* Document text
The community group WATER Northern Rivers Alliance has warned the incoming Rous councillors* to evaluate the facts, as the previous councillors did, rather than rely solely on public opinion gathered in a push-poll: ‘Do you want to drink poo water or do you want a new dam?’

Hugh Nicholson of WATER Northern Rivers says when the newly appointed members of Rous County Council first meet on February 16, they will be on a steep learning curve.

‘The vote in December 2020 by Rous councillors to move ahead with a variety of water sources, without the Dunoon Dam, came after the councillors were alerted to information which had been withheld by Rous CC management,’ he said.

The Cultural Heritage Impact Assessment 2013 is available to be downloaded in a redacted form, on the Rous website.

Cultural Heritage Impact Assessment

Mr Nicholson says that evidence from eminent archaeologist, Dr Douglas Hobbs, in the Cultural Heritage Impact Assessment 2013, had not been shown to the councillors. ‘When they became aware of the national significance of the area to be destroyed by the proposed Dunoon Dam, it was a vote changer.’

In a comment to pro-dammers, the previous Chair of Rous CC, Keith Williams, said they need to consider the 436 pages of a highly qualified archaeologist’s detailed study like he did. ‘It’s now publicly available on the Rous website in a de-identified form following negotiations I undertook with the Traditional Custodians,’ said Mr Williams.

* Work to do
1: Rewrite the Dunoon Dam article from "Hugh Nicholson of" to "the Rous website.", putting "council website" wherever "Rous website" occurs.
2: Extend the Dunoon Dam article with a few more paragraphs, picking up after its final sentence.

* Data
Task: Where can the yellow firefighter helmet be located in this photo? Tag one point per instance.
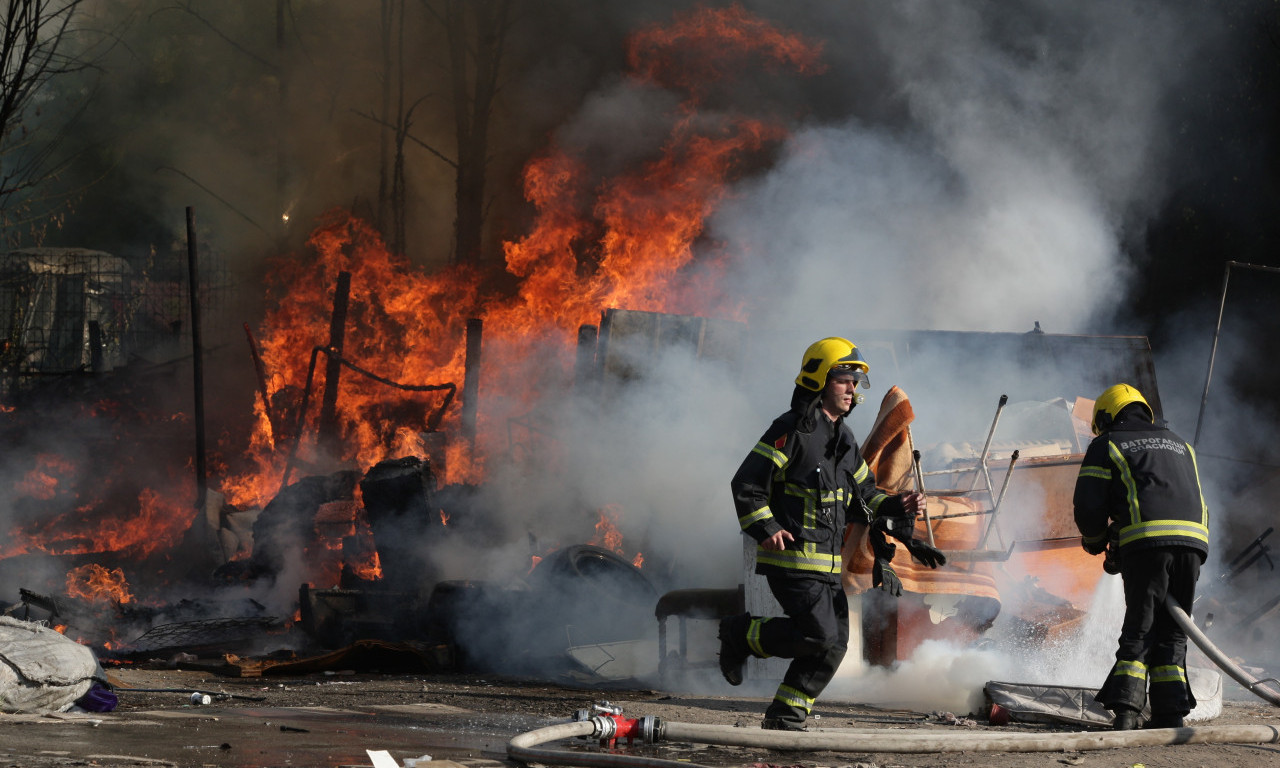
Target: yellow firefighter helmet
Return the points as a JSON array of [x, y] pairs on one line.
[[831, 352], [1112, 401]]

* Expected outputs
1:
Hugh Nicholson of WATER Northern Rivers says when the newly appointed members of Rous County Council first meet on February 16, they will be on a steep learning curve.

‘The vote in December 2020 by Rous councillors to move ahead with a variety of water sources, without the Dunoon Dam, came after the councillors were alerted to information which had been withheld by Rous CC management,’ he said.

The Cultural Heritage Impact Assessment 2013 is available to be downloaded in a redacted form, on the council website.

2:
Mr Nicholson told The Echo that more than 25 pre-European burial mounds would be drowned under many metres of water. ‘Would those pushing the dam be so cavalier if it was their community’s cemetery being destroyed so tourists on the coast can have a 20-minute shower?

The importance of multiple water sources

‘Meanwhile, policy decisions from the State Government are emphasizing the importance of choosing multiple water sources, as a safer option in the face of climate change, than a single large dam,’ he said.

‘This policy also affected the Rous councillors in their decision in December 2020. We have to hope the incoming Rous councillors will read the evidence and listen to the facts before making any decision which will affect our future water security,’ said Mr Nicholson.

A copy of the Ainsworth Heritage Preliminary Cultural Heritage Impact Assessment May 2013 can be found on the Rous County Council website.

* Byron Shire Council is yet to elect Rous County Council representatives.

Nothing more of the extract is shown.